**EXERCISE DESCRIPTION**
Each line of the data below that includes the string "brush" must be copied.
------------------------------------------------
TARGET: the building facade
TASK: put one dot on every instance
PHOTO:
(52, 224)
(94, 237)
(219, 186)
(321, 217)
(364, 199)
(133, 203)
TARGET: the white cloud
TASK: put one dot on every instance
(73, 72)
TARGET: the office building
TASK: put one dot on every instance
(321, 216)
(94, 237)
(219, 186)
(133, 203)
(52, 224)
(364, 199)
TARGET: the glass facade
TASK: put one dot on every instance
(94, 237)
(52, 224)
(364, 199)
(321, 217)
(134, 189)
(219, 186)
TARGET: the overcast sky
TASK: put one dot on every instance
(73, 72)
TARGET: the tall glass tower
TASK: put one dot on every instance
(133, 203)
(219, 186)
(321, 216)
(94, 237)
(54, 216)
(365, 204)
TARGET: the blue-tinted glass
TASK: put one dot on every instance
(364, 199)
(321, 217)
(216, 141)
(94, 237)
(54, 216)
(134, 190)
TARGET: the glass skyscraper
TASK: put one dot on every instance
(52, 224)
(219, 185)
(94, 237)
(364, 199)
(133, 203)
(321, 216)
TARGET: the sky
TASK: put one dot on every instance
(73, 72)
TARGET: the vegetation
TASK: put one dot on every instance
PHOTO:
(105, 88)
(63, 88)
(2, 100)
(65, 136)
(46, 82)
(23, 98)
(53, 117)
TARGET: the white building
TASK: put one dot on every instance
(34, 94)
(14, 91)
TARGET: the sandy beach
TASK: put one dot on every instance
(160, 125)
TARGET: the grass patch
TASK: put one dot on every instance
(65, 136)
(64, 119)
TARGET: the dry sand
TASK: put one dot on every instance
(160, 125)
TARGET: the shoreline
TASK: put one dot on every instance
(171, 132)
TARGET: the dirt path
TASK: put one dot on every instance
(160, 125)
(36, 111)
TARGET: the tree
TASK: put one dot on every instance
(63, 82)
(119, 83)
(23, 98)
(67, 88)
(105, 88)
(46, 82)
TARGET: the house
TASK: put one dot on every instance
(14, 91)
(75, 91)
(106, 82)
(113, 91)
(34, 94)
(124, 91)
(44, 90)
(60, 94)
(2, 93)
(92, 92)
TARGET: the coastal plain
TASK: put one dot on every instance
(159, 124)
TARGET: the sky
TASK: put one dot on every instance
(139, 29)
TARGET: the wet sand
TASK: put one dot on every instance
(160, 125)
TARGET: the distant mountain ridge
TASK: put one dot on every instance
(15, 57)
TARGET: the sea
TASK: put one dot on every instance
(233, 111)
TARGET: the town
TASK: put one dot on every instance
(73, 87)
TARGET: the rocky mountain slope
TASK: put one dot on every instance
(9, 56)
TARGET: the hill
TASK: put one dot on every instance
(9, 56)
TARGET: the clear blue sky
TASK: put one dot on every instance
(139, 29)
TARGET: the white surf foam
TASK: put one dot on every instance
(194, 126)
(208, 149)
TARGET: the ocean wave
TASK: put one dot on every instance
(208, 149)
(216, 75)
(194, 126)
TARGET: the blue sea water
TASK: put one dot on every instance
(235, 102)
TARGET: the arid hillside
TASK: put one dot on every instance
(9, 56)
------------------------------------------------
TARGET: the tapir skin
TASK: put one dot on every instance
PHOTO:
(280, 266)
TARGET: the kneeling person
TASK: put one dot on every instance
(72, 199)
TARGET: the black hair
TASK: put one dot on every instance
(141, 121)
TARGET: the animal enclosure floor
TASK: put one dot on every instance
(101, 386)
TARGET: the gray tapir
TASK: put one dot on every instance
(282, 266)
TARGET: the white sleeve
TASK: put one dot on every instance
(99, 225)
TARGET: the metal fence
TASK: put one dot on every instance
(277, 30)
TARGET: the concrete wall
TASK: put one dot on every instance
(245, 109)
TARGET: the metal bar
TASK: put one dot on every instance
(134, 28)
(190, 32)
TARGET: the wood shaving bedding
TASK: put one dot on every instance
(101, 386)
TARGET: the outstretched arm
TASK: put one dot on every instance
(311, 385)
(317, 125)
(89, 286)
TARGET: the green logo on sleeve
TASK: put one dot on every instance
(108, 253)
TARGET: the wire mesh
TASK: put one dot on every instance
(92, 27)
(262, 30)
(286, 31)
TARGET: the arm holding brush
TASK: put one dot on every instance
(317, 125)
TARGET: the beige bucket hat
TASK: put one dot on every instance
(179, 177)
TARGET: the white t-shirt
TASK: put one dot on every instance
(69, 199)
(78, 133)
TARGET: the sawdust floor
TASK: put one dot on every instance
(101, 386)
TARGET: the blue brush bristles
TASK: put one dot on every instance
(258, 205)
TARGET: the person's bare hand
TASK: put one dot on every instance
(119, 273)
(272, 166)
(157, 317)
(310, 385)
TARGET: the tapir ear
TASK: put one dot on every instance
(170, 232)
------------------------------------------------
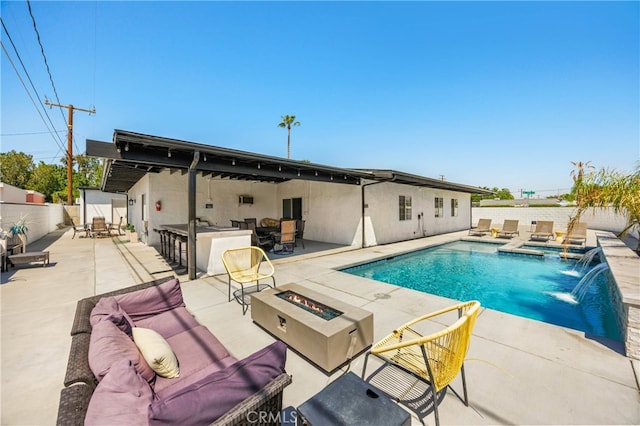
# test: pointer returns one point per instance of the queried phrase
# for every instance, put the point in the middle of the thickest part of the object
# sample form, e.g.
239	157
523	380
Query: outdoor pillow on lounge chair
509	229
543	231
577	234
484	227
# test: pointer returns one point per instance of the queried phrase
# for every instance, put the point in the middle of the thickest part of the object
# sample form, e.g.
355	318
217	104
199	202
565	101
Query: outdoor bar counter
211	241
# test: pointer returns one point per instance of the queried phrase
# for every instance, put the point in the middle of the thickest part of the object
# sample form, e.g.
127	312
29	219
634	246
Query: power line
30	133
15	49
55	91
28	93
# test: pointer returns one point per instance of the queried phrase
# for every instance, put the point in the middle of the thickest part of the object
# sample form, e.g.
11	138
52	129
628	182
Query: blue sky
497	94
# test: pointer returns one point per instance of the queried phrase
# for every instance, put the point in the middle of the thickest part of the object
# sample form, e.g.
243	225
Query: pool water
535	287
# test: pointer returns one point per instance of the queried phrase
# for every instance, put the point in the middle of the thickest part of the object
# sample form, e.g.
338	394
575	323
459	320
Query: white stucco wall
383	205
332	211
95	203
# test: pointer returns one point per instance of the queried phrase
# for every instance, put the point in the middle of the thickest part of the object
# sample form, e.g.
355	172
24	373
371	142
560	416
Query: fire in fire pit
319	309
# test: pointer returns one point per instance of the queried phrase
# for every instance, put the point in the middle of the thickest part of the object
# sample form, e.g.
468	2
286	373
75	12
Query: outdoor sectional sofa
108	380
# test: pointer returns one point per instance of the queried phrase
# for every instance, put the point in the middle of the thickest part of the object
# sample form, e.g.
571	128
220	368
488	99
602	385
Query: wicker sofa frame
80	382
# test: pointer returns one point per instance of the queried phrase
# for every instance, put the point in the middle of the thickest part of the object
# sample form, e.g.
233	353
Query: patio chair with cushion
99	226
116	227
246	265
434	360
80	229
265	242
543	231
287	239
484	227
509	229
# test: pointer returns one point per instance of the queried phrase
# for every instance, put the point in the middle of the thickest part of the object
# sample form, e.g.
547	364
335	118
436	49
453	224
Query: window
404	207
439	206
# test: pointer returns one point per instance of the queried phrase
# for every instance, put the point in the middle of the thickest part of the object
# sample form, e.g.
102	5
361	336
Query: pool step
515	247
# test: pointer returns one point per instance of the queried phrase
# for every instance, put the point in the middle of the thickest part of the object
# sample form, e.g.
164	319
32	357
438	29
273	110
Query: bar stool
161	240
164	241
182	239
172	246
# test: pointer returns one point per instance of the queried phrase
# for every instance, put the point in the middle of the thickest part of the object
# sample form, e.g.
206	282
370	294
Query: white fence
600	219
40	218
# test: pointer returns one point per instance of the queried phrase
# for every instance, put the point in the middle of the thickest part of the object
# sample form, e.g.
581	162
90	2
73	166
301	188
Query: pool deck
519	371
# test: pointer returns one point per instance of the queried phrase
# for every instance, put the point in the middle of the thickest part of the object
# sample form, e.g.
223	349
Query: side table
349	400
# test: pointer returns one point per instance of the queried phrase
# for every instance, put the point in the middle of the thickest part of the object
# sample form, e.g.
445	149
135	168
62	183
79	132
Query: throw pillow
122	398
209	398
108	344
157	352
------------------------------------------------
**SOLUTION TO THIS TASK**
TARGET: the arm holding brush
TARGET: the blue brush bristles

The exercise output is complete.